- Extract:
═══
I.        General Overview and Area Description

1.        NEKCA seeks conditional use and site plan approval, and a zoning permit, to construct
two additions to a pre-existing structure at 363 Bluff Road in Newport.
2.        The subject property is located in the General Residential Zoning District (“GR
District”). The NEKCA project site is close to the zoning district boundary line for the Industrial
Zoning District (“IND District”).
3.        A nearby gas station, operated by Fred’s Plumbing and Heating, is located less than 100
feet from the NEKCA project site (on the opposite side of Bluff Road); Fred’s gas station is in
the IND District. Between Fred’s gasoline station and the project site is a 12,000 square foot
commercial facility, known as the Columbia Forest Products warehouse, which is also in the
IND District. Columbia Forest Products also maintains a separate office complex in front of its
commercial warehouse facility.
═══
- Task 1:
Rewrite the zoning extract's paragraph beginning "A nearby gas station" as a short bulleted list that keeps its main facts.
- Task 2:
Continue the zoning extract on the NEKCA project from the end of its last paragraph.
None of the material is needed for this work.

- Given records:
═══
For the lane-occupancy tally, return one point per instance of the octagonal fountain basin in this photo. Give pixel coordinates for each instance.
═══
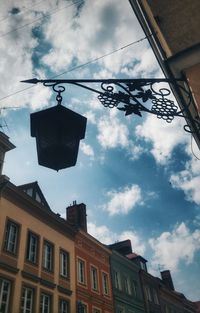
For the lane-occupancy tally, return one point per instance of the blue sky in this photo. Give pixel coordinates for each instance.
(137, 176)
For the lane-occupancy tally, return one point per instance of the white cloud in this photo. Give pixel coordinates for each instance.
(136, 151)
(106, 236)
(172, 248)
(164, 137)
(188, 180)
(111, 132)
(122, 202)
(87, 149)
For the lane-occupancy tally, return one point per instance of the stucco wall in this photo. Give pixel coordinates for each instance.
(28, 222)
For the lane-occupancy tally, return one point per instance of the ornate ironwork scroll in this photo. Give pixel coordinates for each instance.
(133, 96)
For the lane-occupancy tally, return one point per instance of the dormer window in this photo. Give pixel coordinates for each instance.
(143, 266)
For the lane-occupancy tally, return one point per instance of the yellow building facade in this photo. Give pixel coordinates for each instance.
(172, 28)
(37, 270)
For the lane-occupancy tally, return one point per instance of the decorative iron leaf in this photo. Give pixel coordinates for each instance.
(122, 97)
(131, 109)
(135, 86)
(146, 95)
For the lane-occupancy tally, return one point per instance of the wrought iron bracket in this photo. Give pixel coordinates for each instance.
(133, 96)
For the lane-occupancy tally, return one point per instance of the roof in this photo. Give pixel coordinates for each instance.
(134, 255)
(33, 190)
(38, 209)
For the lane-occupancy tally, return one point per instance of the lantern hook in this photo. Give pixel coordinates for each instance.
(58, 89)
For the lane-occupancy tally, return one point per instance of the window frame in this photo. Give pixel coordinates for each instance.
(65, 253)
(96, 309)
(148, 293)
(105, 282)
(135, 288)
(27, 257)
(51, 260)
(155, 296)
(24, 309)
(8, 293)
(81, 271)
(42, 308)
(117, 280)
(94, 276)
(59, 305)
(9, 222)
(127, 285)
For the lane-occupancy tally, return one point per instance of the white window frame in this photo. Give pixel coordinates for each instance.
═══
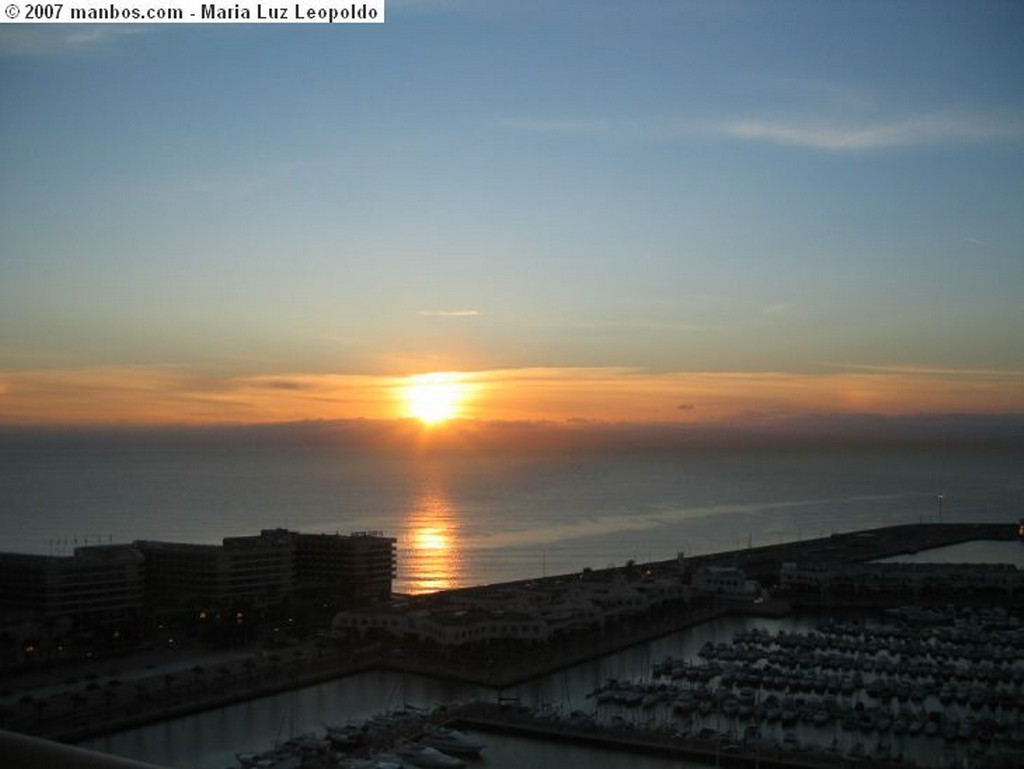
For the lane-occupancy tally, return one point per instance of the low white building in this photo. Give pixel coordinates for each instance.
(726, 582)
═══
- Written response 1:
- Fred's gas station, operated by Fred's Plumbing and Heating, is less than 100 feet from the NEKCA project site, on the opposite side of Bluff Road, in the IND District.
- The Columbia Forest Products warehouse, a 12,000 square foot commercial facility also in the IND District, lies between the gas station and the project site.
- Columbia Forest Products also maintains a separate office complex in front of the warehouse.

- Written response 2:
4.        South of Fred’s gas station, Bluff Road ends at the junction with Freeman Street. South
of Freeman Street, not far from the NEKCA project site, is North Country Union High School.
5.        As one travels north from the project site along Bluff Road, individual residential homes
line the Road, several of which are owned and occupied by Neighbors. Most of the homes along
Bluff Road, and the adjacent Willey Street (a dead-end street off of Bluff Road) are occupied by
older individuals who no longer have children living with them.
6.        Just south of Fred’s gas station, not far from the NEKCA project site, is a propane tank
storage facility where large commercial tanks are used to store and dispense propane to delivery
trucks.
7.        Travelling north, Bluff Road ends not far from the project site at the intersection with
Prouty Drive. Just north of Prouty Drive (and accessed from Prouty Drive) is North Country
Hospital, a regional primary medical care facility.
8.        Neighbors George and Shelly Azur own and reside in a single family home on the land
immediately north of the NEKCA project site. A row of trees and a partial fence run along their
common boundary line.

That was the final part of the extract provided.